## Selected extract
When you submit a hardship-withdrawal request, the first stop is most likely to the web portal for your retirement-plan custodian, where you can click a few buttons and tell them what you need. The information is routed to your employer’s human resources department, where it will either be evaluated by someone or passed along automatically if your plan allows for self-certification.
At some point, an auditor who is a fiduciary will look at it and make sure it’s legitimate, or in the end, the IRS may deny the waiver for the withdrawal and then you’ll end up with a tax headache.
That’s why an inflation-related request will likely get dinged along the way. Todd Feder, a vice president and senior retirement-plan consultant at Girard, recently had to stop a request in progress through a plan he advises because it didn’t meet the hardship requirements. “An employee went to the plan sponsor and said inflation is going up, I’m having a baby and I need money to pay my mortgage. And they approved it, but that’s not allowed,” Feder says.
Instead of just turning down the request, Feder found a creative solution. “When we found out about the baby, we collected statements about the medical expenses, documented that it was for medical reasons and maintained the paperwork for the fiduciary file,” he said. “It’s not easy.”
Tap other options first
Irace meets with many plan participants as part of his job at Ascensus, and he tries to talk with those asking for withdrawals about the other options that they might have before claiming a hardship. “I try to tell people, you’re borrowing from your future if you’re doing that,” he says.
But he finds that they don’t generally understand the rules, and they find it frustrating that they have money that they need but can’t access. At Ascensus, they can actually put a number on this discontent. “We have a 96% overall satisfaction rate at our call center, and 3% of the dissatisfaction is driven by people who call and want to take their money out, and can’t because the plan does not allow it,” says Irace.

## Phrase grounding data
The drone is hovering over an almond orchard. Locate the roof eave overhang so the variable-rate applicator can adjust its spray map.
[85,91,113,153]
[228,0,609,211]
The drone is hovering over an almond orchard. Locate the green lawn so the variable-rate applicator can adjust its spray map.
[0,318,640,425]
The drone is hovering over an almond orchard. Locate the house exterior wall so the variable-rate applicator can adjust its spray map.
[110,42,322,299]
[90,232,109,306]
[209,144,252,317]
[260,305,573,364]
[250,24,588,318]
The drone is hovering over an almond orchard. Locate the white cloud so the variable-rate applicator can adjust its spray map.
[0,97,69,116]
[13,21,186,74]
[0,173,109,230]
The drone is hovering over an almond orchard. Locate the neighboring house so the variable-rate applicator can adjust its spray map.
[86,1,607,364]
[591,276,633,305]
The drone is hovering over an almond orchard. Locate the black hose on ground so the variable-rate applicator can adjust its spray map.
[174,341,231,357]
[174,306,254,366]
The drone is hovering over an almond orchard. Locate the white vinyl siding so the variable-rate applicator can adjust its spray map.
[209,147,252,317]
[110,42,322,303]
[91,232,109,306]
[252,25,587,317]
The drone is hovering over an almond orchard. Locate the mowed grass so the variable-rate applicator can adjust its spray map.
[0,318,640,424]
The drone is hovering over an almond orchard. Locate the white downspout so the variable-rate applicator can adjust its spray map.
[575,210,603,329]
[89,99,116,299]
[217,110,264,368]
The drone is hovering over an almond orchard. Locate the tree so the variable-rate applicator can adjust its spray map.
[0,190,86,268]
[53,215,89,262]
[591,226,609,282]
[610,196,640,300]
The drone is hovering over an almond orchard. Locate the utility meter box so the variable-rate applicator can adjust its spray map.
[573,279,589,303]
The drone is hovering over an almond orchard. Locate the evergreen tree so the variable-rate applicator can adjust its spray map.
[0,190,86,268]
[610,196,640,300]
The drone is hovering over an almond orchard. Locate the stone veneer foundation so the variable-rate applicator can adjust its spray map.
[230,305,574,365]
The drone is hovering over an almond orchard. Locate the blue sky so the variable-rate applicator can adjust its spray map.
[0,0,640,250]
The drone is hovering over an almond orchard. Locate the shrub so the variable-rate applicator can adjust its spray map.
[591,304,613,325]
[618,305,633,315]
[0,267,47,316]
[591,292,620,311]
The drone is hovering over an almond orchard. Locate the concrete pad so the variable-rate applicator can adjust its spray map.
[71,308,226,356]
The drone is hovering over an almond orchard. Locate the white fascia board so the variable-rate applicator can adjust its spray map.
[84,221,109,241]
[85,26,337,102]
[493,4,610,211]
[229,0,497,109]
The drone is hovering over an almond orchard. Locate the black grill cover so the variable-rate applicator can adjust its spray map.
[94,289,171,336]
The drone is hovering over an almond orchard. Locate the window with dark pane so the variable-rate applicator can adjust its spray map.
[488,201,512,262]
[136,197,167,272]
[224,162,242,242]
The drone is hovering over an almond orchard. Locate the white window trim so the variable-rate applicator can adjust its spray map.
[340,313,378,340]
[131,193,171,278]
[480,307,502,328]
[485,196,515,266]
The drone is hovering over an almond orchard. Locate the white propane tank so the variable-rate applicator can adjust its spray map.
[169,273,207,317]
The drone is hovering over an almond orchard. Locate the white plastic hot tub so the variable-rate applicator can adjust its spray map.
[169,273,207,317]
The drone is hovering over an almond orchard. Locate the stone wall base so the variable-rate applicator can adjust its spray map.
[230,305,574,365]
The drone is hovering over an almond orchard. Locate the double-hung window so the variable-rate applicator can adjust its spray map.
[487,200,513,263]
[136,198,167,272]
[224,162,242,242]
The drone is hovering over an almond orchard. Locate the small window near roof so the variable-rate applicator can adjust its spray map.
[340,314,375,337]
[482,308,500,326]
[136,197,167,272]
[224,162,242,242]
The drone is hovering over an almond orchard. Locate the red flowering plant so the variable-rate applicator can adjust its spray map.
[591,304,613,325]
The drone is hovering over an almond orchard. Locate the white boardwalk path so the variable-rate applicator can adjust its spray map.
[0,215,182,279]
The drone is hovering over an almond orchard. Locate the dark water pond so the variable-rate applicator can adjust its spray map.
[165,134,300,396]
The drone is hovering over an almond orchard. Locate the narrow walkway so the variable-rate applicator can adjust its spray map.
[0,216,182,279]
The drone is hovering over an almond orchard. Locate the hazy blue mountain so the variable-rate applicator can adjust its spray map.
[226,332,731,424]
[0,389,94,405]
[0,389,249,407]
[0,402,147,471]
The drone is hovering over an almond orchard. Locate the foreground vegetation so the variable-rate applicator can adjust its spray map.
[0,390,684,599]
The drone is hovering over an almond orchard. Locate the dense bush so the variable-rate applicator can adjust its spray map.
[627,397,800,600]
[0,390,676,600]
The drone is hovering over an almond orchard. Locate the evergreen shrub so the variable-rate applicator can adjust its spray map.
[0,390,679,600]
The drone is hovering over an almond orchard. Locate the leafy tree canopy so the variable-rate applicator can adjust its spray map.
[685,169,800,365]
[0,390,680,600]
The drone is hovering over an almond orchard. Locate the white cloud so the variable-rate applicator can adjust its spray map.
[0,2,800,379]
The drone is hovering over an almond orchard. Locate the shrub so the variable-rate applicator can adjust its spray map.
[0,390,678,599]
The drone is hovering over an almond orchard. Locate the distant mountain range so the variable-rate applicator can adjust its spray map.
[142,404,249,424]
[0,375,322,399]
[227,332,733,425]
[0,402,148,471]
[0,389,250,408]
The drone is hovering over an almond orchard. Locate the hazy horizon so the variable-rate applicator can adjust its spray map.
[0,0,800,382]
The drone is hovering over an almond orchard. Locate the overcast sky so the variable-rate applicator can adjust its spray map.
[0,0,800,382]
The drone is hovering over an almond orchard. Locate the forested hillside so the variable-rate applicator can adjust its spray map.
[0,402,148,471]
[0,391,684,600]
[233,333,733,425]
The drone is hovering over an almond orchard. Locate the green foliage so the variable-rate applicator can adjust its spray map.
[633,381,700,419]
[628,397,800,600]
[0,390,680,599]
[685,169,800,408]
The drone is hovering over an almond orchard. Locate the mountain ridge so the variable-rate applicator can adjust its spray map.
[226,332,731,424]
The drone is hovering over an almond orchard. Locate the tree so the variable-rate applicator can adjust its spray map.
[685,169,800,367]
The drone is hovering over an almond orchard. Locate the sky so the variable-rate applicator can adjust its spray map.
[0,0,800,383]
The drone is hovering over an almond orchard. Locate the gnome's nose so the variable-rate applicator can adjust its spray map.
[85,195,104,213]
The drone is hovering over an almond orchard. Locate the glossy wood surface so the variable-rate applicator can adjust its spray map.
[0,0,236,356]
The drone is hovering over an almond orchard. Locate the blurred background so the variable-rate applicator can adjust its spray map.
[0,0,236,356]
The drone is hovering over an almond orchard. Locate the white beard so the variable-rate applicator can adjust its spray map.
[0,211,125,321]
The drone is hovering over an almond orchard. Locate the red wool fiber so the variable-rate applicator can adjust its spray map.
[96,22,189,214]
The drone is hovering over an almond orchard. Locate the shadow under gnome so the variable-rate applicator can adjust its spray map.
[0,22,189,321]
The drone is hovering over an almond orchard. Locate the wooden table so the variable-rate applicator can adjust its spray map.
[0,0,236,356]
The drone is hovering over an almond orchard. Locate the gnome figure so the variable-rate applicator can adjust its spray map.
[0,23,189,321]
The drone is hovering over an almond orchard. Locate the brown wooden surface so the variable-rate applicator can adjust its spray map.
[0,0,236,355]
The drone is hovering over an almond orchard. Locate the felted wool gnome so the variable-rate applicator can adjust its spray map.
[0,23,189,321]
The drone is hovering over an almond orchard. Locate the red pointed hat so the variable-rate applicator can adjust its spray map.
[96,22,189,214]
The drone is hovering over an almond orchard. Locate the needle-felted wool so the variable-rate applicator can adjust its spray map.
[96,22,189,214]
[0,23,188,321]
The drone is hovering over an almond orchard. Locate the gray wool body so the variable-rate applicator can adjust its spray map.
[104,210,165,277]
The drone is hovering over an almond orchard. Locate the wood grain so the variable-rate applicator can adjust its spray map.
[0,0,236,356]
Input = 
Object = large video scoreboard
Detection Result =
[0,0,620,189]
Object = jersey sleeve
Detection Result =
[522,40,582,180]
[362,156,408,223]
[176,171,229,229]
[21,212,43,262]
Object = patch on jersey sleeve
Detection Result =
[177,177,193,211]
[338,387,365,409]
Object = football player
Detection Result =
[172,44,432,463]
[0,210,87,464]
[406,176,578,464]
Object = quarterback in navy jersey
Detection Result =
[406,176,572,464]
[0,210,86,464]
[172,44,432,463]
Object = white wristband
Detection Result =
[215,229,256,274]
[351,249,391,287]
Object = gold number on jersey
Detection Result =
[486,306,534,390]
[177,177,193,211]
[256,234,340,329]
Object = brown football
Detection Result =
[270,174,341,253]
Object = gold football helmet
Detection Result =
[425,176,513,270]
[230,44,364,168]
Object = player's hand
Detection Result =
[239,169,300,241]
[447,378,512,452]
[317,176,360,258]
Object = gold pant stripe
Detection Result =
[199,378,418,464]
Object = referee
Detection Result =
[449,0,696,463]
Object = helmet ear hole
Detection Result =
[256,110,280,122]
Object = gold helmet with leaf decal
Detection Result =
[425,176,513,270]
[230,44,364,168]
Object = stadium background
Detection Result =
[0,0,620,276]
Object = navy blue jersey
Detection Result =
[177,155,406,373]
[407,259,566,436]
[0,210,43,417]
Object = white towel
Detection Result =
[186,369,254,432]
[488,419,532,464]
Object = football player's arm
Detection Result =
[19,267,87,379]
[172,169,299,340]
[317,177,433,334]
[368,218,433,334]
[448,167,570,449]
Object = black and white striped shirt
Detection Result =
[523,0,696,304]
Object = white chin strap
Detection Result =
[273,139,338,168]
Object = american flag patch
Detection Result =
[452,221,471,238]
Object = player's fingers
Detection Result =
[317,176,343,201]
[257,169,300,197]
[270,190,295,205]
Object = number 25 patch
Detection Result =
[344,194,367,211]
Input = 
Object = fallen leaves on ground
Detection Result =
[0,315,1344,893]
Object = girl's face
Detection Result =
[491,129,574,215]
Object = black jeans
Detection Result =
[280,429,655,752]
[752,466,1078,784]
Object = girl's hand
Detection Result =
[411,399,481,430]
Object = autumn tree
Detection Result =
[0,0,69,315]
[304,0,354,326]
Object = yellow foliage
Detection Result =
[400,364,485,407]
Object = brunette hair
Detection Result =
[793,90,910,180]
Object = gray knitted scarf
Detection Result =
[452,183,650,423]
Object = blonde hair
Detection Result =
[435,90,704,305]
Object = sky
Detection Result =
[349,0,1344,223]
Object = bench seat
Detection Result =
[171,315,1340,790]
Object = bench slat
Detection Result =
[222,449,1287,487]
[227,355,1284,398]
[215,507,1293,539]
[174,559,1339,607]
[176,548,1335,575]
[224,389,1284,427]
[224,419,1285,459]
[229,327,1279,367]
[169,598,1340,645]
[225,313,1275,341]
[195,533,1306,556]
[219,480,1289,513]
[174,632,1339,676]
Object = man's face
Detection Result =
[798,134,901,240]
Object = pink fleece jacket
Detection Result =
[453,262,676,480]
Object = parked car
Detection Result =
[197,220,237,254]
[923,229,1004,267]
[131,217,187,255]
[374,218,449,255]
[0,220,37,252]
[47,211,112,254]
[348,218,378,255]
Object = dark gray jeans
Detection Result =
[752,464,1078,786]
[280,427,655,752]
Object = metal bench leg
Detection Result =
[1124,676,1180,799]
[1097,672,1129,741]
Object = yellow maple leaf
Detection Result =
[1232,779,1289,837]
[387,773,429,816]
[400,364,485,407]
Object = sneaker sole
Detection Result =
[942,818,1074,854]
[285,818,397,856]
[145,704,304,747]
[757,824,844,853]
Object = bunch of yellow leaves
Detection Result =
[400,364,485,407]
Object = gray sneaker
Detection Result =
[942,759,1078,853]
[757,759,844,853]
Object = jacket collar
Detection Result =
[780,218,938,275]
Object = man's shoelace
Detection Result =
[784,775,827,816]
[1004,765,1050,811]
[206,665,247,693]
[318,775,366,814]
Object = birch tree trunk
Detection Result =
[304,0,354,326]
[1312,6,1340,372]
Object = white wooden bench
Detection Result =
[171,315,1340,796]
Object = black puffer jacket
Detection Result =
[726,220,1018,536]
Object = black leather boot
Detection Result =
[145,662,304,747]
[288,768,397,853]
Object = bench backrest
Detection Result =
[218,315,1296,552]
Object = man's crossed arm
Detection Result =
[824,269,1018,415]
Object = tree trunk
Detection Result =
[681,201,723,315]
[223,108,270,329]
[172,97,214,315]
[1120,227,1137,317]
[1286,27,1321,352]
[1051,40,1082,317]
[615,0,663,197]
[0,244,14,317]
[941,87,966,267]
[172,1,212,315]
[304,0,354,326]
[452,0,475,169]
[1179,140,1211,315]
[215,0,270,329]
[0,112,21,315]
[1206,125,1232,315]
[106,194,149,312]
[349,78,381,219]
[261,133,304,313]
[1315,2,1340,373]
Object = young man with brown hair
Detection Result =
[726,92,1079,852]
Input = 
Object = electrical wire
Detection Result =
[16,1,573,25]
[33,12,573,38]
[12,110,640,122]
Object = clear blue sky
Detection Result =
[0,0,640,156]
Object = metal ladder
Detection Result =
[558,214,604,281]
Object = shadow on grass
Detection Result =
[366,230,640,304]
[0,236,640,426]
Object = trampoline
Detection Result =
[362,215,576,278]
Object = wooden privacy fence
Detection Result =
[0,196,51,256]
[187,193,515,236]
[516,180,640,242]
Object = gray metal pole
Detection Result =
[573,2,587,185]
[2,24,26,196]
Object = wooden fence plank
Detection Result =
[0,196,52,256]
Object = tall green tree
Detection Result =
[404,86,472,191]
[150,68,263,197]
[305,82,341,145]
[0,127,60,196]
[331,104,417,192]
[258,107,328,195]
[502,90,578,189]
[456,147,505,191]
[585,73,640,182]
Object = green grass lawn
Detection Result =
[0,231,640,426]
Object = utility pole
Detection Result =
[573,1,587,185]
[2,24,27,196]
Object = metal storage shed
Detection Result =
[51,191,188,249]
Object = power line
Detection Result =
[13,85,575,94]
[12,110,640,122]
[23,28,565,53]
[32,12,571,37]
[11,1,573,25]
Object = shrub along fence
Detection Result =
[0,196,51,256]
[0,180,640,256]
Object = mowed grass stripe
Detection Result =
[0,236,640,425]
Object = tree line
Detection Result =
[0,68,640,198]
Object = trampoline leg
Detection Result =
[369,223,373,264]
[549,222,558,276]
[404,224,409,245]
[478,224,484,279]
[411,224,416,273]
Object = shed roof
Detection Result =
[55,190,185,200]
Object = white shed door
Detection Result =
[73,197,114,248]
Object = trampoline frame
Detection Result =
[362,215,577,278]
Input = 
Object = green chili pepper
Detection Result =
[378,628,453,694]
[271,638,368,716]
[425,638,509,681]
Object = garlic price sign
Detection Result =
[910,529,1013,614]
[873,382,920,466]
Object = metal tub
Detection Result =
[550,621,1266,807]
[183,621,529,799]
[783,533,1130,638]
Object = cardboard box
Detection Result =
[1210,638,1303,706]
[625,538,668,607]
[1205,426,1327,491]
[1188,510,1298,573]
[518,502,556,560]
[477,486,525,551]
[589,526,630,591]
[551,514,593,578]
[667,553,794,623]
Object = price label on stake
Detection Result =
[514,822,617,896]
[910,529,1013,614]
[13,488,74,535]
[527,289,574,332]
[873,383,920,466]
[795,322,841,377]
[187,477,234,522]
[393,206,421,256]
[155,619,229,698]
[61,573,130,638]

## Things to do
1. According to the passage on hardship withdrawals, what overall satisfaction rate does Ascensus report for its call center?
2. From the passage on hardship withdrawals, output everything from "When you submit" down to "allows for self-certification.", word for word.
You will not need the records.

## Solutions below
1. 96%

2.
When you submit a hardship-withdrawal request, the first stop is most likely to the web portal for your retirement-plan custodian, where you can click a few buttons and tell them what you need. The information is routed to your employer’s human resources department, where it will either be evaluated by someone or passed along automatically if your plan allows for self-certification.